**Prompt 1**
Answer these questions from the article on Turkey and Covid-19.
(a) As of early May, where did Turkey rank in the world in number of cases?
(b) Which country does the article give as an example of a 'successful' case?
(c) Since when has Erdoğan been building the one-man regime the article describes?
**Prompt 2**
Turn the paragraph of the article on Turkey and Covid-19 that starts "Some nations illustrate" into a short bulleted list that keeps its main facts.
**Prompt 3**
Copy out part of the article on Turkey and Covid-19 word for word: begin at the words "Dr Ahmet Erdi" and stop after "for the country.".

**Extract provided**
###

Turkey's multi-layered adventure with Covid-19

“We will see a Turkey that seeks to be more globally influential after COVID-19 subsides, but fails to attain its desired degree of influence”.

Date: 19 May 2020

Dr Ahmet Erdi Ozturk, lecturer in International Relations and Politics, delves into how Turkey has dealt with the pandemic, and what lies ahead for the country.


There appears to be almost no country in which Covid-19 has not inflicted considerable trauma, and it has been primarily the more prominent nations that have been impacted by this pandemic. Notwithstanding this impact, it appears that some nations will, with few repercussions, successfully overcome this gruelling process, while others falter as they wade through the crisis. For instance, Germany, with its transparent understanding of governance, swift and structured administering of tests, and minimised death rate could be considered a ‘successful’ case. 

Some nations illustrate a comparably colourful and multifaceted scene, but we can categorise these as neither directly successful nor directly unsuccessful. Turkey has fallen into this category. Although, as of early May, Turkey ranked seventh in the world in the number of cases and had conducted a relatively low number of tests, some positive regressions have emerged in its global rankings for the number killed by the disease. Prominent in this apparently ‘successful’ situation was the role of Turkey’s structurally potent healthcare system, whose history dates back to Ottoman modernisation. Nonetheless, its young population and the cultural preservation of its elderly population carried added value for Turkey in this calculation of success through motivations of communal solidarity.

But, the numerical values Turkey has provided are a matter of debate. The underlying reason for this debate is that President Recep Tayyip Erdoğan has, by gradually incapacitating Turkey’s institutions, been constructing a chaotic, one-man regime of disputed transparency and credibility since the early 2010s. The question of whether institutions categorically loyal to an authoritarian and populist leader would share the real figures of the Covid-19 crisis represents a separate, yet substantial, topic of discussion. Turkey’s position, to be succinct, is sowing doubt in this success.

###

**Excerpted records**
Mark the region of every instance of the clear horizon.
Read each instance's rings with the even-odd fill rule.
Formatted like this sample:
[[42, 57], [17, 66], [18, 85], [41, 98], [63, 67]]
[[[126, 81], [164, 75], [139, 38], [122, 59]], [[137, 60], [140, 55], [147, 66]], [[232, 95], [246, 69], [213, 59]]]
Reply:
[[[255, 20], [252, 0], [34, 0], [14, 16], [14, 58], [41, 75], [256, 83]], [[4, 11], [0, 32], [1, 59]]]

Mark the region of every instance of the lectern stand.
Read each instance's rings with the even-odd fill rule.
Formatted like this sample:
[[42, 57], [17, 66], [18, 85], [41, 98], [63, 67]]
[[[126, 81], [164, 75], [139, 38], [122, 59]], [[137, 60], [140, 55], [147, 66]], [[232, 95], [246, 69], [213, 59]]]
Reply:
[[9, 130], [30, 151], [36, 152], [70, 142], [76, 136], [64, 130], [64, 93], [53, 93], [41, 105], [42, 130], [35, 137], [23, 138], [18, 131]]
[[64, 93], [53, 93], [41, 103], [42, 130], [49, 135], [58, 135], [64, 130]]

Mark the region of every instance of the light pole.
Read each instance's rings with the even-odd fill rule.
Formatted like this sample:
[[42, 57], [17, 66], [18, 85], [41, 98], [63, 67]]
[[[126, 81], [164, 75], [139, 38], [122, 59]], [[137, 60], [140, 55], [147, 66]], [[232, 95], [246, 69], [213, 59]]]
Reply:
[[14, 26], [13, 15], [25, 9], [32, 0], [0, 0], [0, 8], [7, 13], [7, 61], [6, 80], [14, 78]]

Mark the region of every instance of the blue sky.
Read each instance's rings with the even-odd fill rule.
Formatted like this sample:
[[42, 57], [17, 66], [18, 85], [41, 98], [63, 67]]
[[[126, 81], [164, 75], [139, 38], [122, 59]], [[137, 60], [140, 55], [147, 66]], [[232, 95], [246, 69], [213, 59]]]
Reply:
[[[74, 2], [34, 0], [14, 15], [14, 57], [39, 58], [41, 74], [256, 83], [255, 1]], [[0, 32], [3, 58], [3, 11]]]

###

**Expected output 1**
(a) Seventh.
(b) Germany.
(c) Since the early 2010s.

**Expected output 2**
- Some nations are neither directly successful nor directly unsuccessful, and Turkey is one of them.
- As of early May, Turkey ranked seventh in the world in number of cases and had done relatively few tests.
- Its global rankings for deaths from the disease improved somewhat.
- A key part of this seeming success was Turkey's strong healthcare system, which dates back to Ottoman modernisation.
- Its young population and the cultural care for its elderly, driven by communal solidarity, also helped.

**Expected output 3**
Dr Ahmet Erdi Ozturk, lecturer in International Relations and Politics, delves into how Turkey has dealt with the pandemic, and what lies ahead for the country.